A significant amount of day-to-day effort is spent navigating internal friction rather than helping customers solve problems. In many situations, getting the right internal resources aligned, approved, or engaged becomes more difficult than the customer challenge itself. There are overlapping teams, competing organizational priorities, and conflicting incentives across departments that frequently slow execution and create unnecessary complexity for both employees and customers.
One of the more discouraging aspects of the culture is the disconnect between effort, customer impact, and reward. Many of the people working the hardest to support customers and move business forward appear to struggle the most internally, while visibility and internal positioning often seem to matter more than execution or collaboration. Over time, this creates a frustrating environment where highly collaborative and customer-focused employees burn out or leave, while less effective but more politically aligned individuals continue to advance.
There is also an increasingly unhealthy expectation around availability and work-life balance. Extended hours, working during vacations, and remaining constantly connected are heavily normalized. In some internal leadership discussions, executives were publicly praised for working during major personal life events — including one example where the CEO was commended for continuing to work during his daughter’s wedding. While dedication and customer commitment are important, over time this creates a culture where boundaries feel discouraged and sustained burnout becomes normalized rather than addressed.
In many areas of the organization, managers appear more focused on upward optics and organizational positioning than enabling front-line teams to execute efficiently. This creates a culture where internal alignment becomes more important than customer outcomes.
The company still has a few excellent people but they seem to leave and those who are bad seeds get promoted, The level of internal complexity, organizational friction, and work-life imbalance materially impacts both employee experience and customer experience.
Process and systems internally are completely broken and everything requires an IT ticket and 6 weeks to be resolved. Plus you can’t actually talk to anyone any longer outside of the ai bot Panda or slack, of which no one who can demo actually posted attention to. It’s super dysfunctional.
In general the field sales teams are NOT valued or making any $$$. Be prepared to be pinned against your rep by management and will have to go to bat for the company to do what’s right for the customer or even the business every minute of the day. It’s exhausting.
There is pretty much no accountability or follow through with any hq or support resources on requests. But remember. The problem is ALWAYS the employee, never Palo….
Add the hiring of vast Cisco staff that panders to their management and now you have a totally toxic culture that doesn’t want to hear anything but how great they are. Very sad.

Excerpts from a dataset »
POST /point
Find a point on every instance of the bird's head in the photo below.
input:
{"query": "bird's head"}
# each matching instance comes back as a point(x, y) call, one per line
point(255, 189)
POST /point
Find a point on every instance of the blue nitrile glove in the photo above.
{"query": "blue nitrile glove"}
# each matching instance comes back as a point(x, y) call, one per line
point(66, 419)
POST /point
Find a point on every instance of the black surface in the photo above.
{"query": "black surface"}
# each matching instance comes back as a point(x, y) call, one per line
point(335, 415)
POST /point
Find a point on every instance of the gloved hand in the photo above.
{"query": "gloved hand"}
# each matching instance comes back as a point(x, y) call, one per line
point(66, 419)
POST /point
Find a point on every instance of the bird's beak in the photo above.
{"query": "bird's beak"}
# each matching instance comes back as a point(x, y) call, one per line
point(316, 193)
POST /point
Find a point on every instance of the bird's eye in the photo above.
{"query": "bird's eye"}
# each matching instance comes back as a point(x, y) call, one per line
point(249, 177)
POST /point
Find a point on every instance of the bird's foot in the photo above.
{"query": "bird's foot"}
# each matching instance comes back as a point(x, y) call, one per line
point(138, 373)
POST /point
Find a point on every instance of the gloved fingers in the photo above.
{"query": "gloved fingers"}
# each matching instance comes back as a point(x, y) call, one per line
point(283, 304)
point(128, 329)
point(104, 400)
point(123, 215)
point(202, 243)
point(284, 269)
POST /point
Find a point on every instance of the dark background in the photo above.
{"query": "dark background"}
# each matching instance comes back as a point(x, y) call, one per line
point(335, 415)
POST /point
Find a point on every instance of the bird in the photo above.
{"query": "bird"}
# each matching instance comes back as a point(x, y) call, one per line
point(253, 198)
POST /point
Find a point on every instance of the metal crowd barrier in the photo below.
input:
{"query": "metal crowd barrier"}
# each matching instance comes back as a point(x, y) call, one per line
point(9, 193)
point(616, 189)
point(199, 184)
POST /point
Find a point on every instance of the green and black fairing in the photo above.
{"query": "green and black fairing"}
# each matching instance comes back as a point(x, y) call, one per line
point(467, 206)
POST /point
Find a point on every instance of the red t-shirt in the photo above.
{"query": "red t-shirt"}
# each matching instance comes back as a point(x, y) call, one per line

Explore the material »
a. Decide whether each statement agrees with the workplace review, answering yes or no and quoting the deciding words of the review: (i) Resolving internal problems generally requires an IT ticket and takes six weeks. (ii) The field sales teams are well paid. (iii) The CEO was commended for working during his son's wedding.
b. Repeat the part of the workplace review between "In many areas" and "It’s super dysfunctional.", inclusive, word for word.

Responses by task »
a.
(i) Yes: "everything requires an IT ticket and 6 weeks to be resolved."
(ii) No: "the field sales teams are NOT valued or making any $$$."
(iii) No: "the CEO was commended for continuing to work during his daughter’s wedding."

b.
In many areas of the organization, managers appear more focused on upward optics and organizational positioning than enabling front-line teams to execute efficiently. This creates a culture where internal alignment becomes more important than customer outcomes.
The company still has a few excellent people but they seem to leave and those who are bad seeds get promoted, The level of internal complexity, organizational friction, and work-life imbalance materially impacts both employee experience and customer experience.
Process and systems internally are completely broken and everything requires an IT ticket and 6 weeks to be resolved. Plus you can’t actually talk to anyone any longer outside of the ai bot Panda or slack, of which no one who can demo actually posted attention to. It’s super dysfunctional.